▸ EXCERPT
## Begin

Next we generate the input and output arrays:

The input will consist on sentences of a fixed (maxlen) lenght, while the outputs will be the next characters in the text.

So, if the text is "Welcome to deep learning course" with maxlen = 5, we will have:

Input = [ w, e, l, c, o, e, l, c, o, m, l, c, o, m, e, ... ] Output = [ m, e, , ... ]
In order to avoid overfitting (and improve performances) we can add a step to the structure so that with step = 3, for example:

Input = [ w, e, l, c, o, c, o, m, e, , m, e, , t, o, ... ] Output = [ m, t, , ... ]

In [None]:
# cut the text in semi-redundant sequences of maxlen characters
maxlen = 40
step = 3
sentences = []
next_chars = []
for i in range(0, len(text) - maxlen, step):
    sentences.append(text[i : i + maxlen])
    next_chars.append(text[i + maxlen])
print("Number of sequences:", len(sentences))

In [None]:
sentences[:6]

In [None]:
next_chars[:6]

In [None]:
x = np.zeros((len(sentences), maxlen, len(chars)), dtype=np.bool)
y = np.zeros(len(sentences), dtype=np.int32)
for i, sentence in enumerate(sentences):
    for t, char in enumerate(sentence):
        x[i, t, char_indices.get(char, 0)] = 1
    y[i] = char_indices.get(next_chars[i], 0)
print(x.shape, y.shape)

## Build the model: a single LSTM layer


In [None]:
model = keras.Sequential(
    [
        keras.Input(shape=(maxlen, len(chars))),
        layers.LSTM(128),
        layers.Dense(len(chars), activation="softmax"),
    ]
)
model.compile(loss="sparse_categorical_crossentropy",
              optimizer='adam', metrics=['accuracy'])

In [None]:
def sample(preds, temperature=0.2):
    # helper function to sample an index from a probability array
    preds = np.asarray(preds).astype("float64")
    preds = np.log(preds) / temperature
    exp_preds = np.exp(preds)
    preds = exp_preds / np.sum(exp_preds)
    probas = np.random.multinomial(1, preds, 1)
    return np.argmax(probas)

In [None]:
epochs = 300
batch_size = 256

epoch = 0
for epoch_ind in range(int(epochs/10)):
    if epoch_ind < 4:
        epoch += 1
        model.fit(x, y, batch_size=batch_size, epochs=1)
    else:
        epoch += 10
        model.fit(x, y, batch_size=batch_size, epochs=10)
    print()
    print("Generating text after epoch: %d" % epoch)

    start_index = random.randint(0, len(text) - maxlen - 1)
    for diversity in [0.2, 0.5, 1.0]:
        print("...Diversity:", diversity)
        generated = ""
        sentence = text[start_index: start_index + maxlen]
        print('...Generating with seed: "' + sentence + '"')
        for i in range(150):
            x_pred = np.zeros((1, maxlen, len(chars)))
            for t, char in enumerate(sentence):
                x_pred[0, t, char_indices.get(char, 0)] = 1.0
            preds = model(x_pred).numpy()[0]
            next_index = sample(preds, diversity)

## End

▸ DATA LINES
## Begin

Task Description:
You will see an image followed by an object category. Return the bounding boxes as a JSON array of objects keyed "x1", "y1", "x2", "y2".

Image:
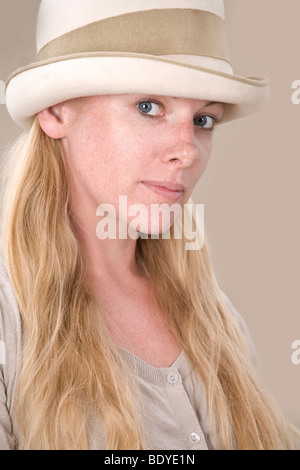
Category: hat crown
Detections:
[{"x1": 36, "y1": 0, "x2": 225, "y2": 52}]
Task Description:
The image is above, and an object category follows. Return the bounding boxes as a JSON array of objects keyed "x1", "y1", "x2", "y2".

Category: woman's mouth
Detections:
[{"x1": 142, "y1": 181, "x2": 185, "y2": 202}]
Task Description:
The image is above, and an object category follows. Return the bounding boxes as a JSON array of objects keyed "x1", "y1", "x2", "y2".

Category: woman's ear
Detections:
[{"x1": 38, "y1": 103, "x2": 66, "y2": 139}]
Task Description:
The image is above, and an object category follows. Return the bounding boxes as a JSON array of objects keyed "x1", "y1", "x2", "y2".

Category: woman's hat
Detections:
[{"x1": 6, "y1": 0, "x2": 269, "y2": 128}]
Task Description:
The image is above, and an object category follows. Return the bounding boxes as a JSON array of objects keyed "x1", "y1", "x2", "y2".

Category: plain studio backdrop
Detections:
[{"x1": 0, "y1": 0, "x2": 300, "y2": 426}]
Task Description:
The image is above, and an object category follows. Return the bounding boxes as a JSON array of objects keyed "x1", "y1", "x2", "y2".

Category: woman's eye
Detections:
[
  {"x1": 138, "y1": 101, "x2": 160, "y2": 116},
  {"x1": 194, "y1": 116, "x2": 216, "y2": 129}
]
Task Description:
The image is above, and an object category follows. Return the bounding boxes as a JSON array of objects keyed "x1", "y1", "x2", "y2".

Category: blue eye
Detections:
[
  {"x1": 138, "y1": 101, "x2": 160, "y2": 116},
  {"x1": 194, "y1": 116, "x2": 216, "y2": 130}
]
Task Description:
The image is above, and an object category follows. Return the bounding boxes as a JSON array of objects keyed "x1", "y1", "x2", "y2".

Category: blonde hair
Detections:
[{"x1": 3, "y1": 119, "x2": 294, "y2": 450}]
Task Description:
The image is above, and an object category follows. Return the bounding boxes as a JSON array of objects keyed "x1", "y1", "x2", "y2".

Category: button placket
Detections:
[{"x1": 164, "y1": 369, "x2": 208, "y2": 450}]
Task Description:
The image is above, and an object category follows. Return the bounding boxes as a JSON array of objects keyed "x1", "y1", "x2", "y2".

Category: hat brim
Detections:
[{"x1": 6, "y1": 53, "x2": 269, "y2": 129}]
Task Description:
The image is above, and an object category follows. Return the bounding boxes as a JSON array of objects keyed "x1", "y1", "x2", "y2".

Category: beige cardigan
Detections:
[{"x1": 0, "y1": 261, "x2": 259, "y2": 450}]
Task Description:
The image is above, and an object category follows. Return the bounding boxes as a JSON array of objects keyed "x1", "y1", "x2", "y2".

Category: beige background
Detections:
[{"x1": 0, "y1": 0, "x2": 300, "y2": 426}]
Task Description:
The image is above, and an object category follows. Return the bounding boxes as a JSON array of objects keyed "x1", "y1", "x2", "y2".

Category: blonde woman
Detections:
[{"x1": 0, "y1": 0, "x2": 295, "y2": 450}]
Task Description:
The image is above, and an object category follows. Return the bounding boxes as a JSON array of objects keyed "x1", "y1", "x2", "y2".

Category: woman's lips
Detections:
[{"x1": 142, "y1": 181, "x2": 184, "y2": 201}]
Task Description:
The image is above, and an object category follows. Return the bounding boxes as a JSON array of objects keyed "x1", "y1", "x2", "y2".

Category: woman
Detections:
[{"x1": 0, "y1": 0, "x2": 294, "y2": 450}]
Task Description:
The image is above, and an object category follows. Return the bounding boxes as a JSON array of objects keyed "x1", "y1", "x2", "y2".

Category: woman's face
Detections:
[{"x1": 58, "y1": 95, "x2": 223, "y2": 237}]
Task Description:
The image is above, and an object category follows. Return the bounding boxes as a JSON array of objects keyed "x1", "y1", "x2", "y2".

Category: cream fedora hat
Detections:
[{"x1": 6, "y1": 0, "x2": 269, "y2": 128}]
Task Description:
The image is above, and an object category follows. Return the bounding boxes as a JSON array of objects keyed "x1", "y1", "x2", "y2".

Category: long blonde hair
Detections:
[{"x1": 3, "y1": 118, "x2": 294, "y2": 450}]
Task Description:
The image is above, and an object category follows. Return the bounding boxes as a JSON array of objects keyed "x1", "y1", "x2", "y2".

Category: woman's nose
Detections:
[{"x1": 162, "y1": 123, "x2": 200, "y2": 167}]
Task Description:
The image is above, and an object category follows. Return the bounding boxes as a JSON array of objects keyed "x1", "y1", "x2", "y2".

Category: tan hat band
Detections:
[{"x1": 38, "y1": 9, "x2": 230, "y2": 62}]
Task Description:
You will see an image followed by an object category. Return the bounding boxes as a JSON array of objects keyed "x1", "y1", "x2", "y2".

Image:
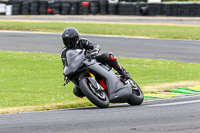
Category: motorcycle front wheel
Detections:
[
  {"x1": 128, "y1": 79, "x2": 144, "y2": 105},
  {"x1": 79, "y1": 78, "x2": 110, "y2": 108}
]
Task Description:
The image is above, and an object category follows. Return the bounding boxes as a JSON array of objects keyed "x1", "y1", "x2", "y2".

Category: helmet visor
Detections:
[{"x1": 63, "y1": 37, "x2": 76, "y2": 48}]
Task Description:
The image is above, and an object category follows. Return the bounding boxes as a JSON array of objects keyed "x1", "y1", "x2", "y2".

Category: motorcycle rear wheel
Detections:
[
  {"x1": 79, "y1": 78, "x2": 110, "y2": 108},
  {"x1": 127, "y1": 79, "x2": 144, "y2": 105}
]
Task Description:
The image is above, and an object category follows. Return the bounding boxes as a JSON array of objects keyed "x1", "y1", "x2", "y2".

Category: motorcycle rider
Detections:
[{"x1": 61, "y1": 27, "x2": 130, "y2": 97}]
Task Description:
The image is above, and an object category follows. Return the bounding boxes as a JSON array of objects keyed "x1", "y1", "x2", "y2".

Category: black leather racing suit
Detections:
[{"x1": 61, "y1": 39, "x2": 125, "y2": 97}]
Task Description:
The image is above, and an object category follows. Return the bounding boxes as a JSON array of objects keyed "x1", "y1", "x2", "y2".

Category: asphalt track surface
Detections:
[
  {"x1": 0, "y1": 95, "x2": 200, "y2": 133},
  {"x1": 0, "y1": 32, "x2": 200, "y2": 133}
]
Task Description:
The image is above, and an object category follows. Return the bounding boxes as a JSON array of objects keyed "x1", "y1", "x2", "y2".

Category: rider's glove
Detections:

## End

▸ GOAL
In the excerpt on training an LSTM text generator above, recast the paragraph beginning "The input will consist" as a two-item list that keeps its main facts.

▸ RESPONSE
- Input: sentences of a fixed length, set by maxlen
- Output: the next characters in the text